This invention relates generally to instrumentation used in the testing and measuring of electrical signals. More specifically, it relates to a high-impedance passive voltage probe for making the electrical connection between a signal under test and the input of an oscilloscope, logic analyzer, spectrum analyzer, or other type of wideband test equipment.
The ideal voltage probe would have an unlimited bandwidth and would not alter the signal being tested. It would be perfectly accurate, completely reliable, easy to use, and inexpensive. Needless to say, such an ideal voltage probe does not exist. The design of a practical voltage probe requires that compromises be made among the various probe attributes according to their relative importance. For a given measurement situation, a user must select a probe according to the measurement objective, the characteristics of the circuit under test, and the characteristics of the probe.
Wide bandwidth voltage probes can be categorized into three general types; namely: low-impedance passive probes, active probes, and high-impedance passive probes. Each of these types has a different set of inherent advantages and disadvantages.

_Material provided:_
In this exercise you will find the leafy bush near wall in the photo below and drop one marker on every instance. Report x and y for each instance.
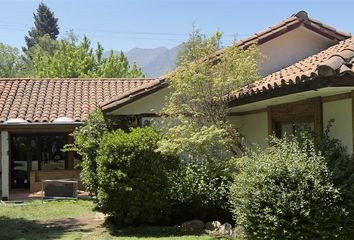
(286, 192)
(86, 143)
(133, 177)
(341, 165)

_Problems and tasks:_
**1.** Which qualities does the voltage probe text give for the ideal voltage probe? List all of them.
**2.** Carry on the voltage probe text, starting after its last sentence.
The records are separate material, apart from the voltage probe text.

_Outputs:_
**1.**
- An unlimited bandwidth
- Does not alter the signal being tested
- Perfectly accurate
- Completely reliable
- Easy to use
- Inexpensive

**2.**
The simplest type of probe for high-bandwidth signals is the low-impedance, or low-Z, probe. This type of probe employs a 50 ohm coaxial cable that is connected to a 50 ohm input of the test instrument. A series resistor is often used in the probe tip in order to minimize the effect of the probe on the test signal. This causes an attenuation of the test signal by the voltage divider that is formed by the tip resistor and the 50 ohm input of the test instrument. For example, a 10X probe (i.e., a probe with an attenuation factor of 10:1) would utilize a resistor of 450 ohms in the probe tip.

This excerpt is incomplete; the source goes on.